*** Opening of Records provided ***

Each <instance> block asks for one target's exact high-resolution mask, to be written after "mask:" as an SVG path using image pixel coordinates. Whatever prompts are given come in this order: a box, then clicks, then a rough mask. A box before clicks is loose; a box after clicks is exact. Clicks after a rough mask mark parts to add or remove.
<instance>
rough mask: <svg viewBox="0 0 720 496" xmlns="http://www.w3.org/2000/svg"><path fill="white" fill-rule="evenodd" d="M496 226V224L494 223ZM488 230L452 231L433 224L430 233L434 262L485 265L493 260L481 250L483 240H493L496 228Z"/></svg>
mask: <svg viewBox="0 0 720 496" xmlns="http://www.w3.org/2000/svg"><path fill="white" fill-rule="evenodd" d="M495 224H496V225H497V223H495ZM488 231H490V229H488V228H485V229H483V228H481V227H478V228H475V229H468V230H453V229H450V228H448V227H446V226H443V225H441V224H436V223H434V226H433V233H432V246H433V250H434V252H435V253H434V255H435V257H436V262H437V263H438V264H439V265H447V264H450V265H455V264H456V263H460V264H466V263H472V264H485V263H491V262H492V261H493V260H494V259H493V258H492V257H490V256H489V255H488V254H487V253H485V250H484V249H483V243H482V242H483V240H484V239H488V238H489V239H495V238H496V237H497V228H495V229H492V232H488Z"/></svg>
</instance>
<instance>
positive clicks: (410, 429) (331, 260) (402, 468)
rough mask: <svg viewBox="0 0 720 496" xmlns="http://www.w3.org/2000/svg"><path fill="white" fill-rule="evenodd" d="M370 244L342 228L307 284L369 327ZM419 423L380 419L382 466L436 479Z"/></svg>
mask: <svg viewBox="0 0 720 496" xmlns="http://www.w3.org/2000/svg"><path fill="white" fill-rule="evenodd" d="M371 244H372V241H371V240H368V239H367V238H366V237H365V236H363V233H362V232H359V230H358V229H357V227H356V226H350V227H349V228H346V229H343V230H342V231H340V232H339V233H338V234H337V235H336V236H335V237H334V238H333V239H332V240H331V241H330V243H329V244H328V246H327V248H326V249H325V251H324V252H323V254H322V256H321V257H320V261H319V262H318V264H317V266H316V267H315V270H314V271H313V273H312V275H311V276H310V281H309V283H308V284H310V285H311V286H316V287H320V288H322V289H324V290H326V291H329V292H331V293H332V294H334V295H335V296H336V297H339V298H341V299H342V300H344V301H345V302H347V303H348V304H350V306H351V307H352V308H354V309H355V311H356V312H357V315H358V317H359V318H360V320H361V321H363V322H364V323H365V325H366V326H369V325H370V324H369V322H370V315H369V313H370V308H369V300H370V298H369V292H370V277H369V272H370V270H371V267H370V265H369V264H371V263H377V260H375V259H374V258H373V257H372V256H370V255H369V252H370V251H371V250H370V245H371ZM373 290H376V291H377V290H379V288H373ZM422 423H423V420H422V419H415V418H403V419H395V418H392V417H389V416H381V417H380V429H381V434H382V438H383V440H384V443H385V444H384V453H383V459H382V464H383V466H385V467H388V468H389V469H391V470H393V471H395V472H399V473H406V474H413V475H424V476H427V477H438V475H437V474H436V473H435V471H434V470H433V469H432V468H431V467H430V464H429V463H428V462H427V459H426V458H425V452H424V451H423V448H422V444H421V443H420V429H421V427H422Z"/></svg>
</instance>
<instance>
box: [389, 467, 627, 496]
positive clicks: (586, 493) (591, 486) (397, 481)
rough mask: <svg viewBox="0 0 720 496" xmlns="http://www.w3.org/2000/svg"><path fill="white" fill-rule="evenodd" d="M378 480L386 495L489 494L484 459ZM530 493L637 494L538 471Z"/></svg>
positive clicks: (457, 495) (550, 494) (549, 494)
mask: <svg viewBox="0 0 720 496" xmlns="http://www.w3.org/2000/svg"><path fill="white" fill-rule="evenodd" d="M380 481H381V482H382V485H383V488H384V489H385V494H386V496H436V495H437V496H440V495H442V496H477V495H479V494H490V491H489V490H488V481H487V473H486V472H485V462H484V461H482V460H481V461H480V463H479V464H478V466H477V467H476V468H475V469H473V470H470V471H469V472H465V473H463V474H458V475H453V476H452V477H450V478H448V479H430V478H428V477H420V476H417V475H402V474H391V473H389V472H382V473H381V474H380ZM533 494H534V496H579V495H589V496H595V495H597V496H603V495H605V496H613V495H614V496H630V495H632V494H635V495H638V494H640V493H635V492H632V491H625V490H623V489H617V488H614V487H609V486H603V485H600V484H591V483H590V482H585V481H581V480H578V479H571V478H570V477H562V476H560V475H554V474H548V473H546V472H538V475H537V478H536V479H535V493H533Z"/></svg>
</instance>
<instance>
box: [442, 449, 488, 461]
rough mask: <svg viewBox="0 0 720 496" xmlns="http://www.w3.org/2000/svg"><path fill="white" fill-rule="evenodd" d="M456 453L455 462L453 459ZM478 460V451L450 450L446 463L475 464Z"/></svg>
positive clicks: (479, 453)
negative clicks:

*** Close of Records provided ***

Task instructions
Pull out every line of the material above that contains the string "positive".

Problem solution
positive clicks: (410, 429) (331, 260) (402, 468)
positive clicks: (586, 493) (591, 486) (397, 481)
positive clicks: (457, 495) (550, 494) (549, 494)
positive clicks: (479, 453)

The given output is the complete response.